▸ Task instructions: Take the stretch of lines from the one containing "Circle any brick wall in the image." through the one containing "516, 300, 536]]", swap every "Circle" for "Outline", and return only those lines with nothing else altered.

▸ Data for this exercise:
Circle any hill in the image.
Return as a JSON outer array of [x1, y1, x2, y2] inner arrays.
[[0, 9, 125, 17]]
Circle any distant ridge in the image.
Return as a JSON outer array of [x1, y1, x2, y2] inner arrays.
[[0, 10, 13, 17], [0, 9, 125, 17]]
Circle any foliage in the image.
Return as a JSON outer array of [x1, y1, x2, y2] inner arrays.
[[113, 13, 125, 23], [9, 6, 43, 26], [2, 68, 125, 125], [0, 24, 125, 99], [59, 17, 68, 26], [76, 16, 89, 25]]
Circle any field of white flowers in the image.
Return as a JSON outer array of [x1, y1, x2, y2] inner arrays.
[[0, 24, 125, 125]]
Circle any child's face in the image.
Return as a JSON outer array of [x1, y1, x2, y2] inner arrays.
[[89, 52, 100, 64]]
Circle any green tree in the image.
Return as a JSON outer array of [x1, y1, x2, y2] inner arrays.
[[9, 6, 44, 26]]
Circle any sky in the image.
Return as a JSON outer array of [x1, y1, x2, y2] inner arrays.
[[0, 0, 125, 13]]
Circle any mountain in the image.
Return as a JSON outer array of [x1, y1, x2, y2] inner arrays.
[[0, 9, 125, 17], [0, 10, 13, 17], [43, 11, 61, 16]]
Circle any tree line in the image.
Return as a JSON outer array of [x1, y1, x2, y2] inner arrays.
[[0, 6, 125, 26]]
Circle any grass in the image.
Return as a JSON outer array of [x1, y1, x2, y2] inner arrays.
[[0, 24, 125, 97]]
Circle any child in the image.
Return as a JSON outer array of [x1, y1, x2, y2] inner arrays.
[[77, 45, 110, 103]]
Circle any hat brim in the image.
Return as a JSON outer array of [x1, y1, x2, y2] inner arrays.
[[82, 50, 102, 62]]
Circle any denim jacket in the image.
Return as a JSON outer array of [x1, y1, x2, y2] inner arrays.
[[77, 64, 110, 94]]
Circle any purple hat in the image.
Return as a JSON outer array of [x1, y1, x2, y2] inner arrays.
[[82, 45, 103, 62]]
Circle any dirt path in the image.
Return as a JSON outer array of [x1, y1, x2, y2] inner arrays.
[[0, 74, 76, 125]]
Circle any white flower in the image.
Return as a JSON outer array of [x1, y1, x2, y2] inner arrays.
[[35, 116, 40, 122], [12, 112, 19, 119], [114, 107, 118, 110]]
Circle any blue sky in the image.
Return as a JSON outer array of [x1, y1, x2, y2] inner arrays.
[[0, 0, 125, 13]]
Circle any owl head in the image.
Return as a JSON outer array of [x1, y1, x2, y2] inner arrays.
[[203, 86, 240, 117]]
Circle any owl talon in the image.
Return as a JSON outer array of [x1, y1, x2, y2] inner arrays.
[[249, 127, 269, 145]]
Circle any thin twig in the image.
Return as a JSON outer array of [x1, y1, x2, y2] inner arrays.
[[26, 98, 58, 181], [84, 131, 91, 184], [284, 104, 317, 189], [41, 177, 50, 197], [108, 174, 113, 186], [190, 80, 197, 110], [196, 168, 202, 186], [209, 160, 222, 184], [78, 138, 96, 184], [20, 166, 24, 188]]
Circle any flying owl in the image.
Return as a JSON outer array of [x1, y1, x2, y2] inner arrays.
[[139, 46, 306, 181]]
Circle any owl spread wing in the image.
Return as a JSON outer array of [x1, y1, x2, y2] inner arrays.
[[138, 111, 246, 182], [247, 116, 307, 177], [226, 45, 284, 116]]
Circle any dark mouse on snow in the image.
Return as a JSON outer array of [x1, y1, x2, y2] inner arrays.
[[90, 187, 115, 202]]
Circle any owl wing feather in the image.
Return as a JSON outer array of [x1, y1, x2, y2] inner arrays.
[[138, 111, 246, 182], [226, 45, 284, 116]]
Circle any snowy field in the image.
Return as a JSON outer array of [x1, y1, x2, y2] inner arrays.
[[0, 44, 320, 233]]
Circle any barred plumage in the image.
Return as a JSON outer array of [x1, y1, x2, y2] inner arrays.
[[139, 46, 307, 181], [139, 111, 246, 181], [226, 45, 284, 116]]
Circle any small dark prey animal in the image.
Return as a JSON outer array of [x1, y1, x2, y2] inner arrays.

--

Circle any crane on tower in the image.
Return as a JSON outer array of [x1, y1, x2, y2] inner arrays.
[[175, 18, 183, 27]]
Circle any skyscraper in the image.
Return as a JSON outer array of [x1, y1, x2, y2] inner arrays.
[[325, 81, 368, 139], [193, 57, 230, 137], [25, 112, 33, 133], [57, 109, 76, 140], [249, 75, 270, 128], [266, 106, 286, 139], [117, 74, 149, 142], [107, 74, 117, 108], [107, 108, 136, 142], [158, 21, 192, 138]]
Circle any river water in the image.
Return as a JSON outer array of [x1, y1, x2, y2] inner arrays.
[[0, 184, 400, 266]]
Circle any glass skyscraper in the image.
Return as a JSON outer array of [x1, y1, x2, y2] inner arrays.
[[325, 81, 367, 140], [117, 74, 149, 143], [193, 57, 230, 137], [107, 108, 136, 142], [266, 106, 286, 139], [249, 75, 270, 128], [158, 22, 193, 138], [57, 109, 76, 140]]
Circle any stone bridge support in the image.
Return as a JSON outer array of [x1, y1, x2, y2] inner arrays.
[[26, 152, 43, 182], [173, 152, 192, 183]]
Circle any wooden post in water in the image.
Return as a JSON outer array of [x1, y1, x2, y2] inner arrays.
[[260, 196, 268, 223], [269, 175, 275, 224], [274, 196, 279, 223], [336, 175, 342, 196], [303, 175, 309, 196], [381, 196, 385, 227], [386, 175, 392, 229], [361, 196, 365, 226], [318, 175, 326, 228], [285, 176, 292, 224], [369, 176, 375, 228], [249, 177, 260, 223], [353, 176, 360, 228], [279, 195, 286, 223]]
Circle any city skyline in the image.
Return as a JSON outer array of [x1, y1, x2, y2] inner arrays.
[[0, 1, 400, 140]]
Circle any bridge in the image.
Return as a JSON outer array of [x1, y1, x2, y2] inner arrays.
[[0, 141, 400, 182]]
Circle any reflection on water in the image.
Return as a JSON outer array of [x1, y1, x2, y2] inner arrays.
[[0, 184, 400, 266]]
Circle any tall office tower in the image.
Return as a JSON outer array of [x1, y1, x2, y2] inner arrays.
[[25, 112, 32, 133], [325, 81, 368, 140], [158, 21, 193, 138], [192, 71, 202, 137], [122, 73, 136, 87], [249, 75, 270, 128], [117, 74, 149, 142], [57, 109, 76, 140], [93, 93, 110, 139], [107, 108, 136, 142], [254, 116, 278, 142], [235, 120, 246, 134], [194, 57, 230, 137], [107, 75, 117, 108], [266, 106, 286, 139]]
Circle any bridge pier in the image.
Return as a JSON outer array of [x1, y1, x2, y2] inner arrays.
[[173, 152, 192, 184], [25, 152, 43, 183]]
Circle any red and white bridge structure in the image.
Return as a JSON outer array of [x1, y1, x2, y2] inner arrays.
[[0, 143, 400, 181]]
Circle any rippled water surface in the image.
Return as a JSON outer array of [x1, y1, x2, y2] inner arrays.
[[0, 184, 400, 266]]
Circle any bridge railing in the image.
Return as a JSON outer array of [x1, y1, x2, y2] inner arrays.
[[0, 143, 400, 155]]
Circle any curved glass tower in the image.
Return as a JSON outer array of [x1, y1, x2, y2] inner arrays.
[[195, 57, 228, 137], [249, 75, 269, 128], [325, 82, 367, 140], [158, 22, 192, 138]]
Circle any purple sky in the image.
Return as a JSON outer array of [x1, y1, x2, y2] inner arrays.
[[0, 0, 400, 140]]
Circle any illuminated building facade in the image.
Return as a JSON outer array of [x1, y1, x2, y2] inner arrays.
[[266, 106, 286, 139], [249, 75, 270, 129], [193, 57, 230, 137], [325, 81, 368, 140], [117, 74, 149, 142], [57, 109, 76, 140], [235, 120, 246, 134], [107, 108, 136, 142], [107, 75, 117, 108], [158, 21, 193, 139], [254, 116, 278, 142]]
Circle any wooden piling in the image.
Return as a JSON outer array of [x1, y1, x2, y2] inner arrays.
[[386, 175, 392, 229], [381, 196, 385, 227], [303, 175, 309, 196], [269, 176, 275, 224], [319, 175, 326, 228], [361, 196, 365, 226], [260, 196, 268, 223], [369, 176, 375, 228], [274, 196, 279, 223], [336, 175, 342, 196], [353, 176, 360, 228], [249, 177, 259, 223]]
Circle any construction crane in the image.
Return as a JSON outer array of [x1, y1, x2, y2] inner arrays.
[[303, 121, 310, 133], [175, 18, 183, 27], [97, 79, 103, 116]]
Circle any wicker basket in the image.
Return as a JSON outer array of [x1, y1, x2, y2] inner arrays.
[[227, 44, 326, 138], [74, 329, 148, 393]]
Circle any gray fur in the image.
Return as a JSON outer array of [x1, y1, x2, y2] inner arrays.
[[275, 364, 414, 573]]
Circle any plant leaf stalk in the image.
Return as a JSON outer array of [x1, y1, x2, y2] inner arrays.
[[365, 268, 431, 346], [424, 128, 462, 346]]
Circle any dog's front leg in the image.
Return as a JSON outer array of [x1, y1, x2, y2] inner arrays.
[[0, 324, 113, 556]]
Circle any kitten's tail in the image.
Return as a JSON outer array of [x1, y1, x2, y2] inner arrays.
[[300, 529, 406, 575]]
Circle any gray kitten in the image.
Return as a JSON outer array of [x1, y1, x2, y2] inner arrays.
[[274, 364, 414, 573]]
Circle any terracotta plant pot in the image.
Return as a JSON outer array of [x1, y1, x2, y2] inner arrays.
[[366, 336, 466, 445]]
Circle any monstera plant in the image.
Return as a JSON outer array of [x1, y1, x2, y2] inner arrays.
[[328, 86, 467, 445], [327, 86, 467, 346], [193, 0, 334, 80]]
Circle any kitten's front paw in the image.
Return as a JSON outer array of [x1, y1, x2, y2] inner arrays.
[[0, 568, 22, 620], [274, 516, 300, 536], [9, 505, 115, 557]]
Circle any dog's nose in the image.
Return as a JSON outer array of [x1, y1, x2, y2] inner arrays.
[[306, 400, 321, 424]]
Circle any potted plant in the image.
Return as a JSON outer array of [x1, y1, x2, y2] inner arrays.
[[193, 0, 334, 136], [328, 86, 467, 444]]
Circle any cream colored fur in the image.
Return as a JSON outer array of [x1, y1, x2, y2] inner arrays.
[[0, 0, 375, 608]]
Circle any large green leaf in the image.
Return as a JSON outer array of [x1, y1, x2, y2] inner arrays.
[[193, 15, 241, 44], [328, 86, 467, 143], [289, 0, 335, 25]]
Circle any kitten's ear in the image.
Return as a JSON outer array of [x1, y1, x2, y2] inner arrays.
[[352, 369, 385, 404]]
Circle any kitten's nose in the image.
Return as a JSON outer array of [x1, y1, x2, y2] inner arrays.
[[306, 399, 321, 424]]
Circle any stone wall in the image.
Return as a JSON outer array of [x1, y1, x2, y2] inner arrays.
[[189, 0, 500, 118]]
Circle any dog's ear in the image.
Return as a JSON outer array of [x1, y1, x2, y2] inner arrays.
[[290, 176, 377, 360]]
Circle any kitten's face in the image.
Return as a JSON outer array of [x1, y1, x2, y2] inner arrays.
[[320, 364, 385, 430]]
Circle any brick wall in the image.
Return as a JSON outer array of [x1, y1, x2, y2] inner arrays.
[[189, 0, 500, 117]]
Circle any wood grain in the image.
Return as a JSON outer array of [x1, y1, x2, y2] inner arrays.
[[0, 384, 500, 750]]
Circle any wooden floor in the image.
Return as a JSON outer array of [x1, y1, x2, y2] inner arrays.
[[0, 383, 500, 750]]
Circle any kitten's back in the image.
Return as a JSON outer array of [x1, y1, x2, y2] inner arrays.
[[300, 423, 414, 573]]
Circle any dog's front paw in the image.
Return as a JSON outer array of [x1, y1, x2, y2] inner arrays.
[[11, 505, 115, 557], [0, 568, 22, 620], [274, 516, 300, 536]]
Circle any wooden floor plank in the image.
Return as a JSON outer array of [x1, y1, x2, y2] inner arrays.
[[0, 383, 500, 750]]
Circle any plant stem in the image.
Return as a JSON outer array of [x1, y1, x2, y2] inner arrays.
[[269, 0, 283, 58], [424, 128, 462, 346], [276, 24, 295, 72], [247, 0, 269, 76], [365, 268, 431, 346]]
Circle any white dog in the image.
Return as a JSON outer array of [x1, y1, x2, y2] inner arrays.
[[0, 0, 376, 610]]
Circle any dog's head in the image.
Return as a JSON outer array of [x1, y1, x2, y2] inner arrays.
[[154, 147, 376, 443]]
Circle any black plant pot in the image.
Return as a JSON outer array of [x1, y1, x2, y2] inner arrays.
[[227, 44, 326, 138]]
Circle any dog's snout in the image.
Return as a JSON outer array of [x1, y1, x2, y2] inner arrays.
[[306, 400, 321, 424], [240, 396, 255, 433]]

▸ Reply to the task:
Outline any brick wall in the image.
Return as a JSON outer array of [x1, y1, x2, y2] inner arrays.
[[189, 0, 500, 117]]
Outline any wood grain in the image.
Return as a JSON outer array of [x1, y1, x2, y2] inner arrays.
[[0, 384, 500, 750]]
Outline any wooden floor in the image.
Return as a JSON outer array of [x1, y1, x2, y2] inner arrays.
[[0, 383, 500, 750]]
Outline any kitten's back in the image.
Return as a JSON outer array of [x1, y1, x2, y2] inner arrays.
[[300, 423, 414, 573]]
Outline any dog's front paw in the image.
Return as a JSON outer array of [x1, y1, x2, y2] inner arrays.
[[11, 505, 115, 557], [0, 568, 22, 620], [274, 516, 300, 536]]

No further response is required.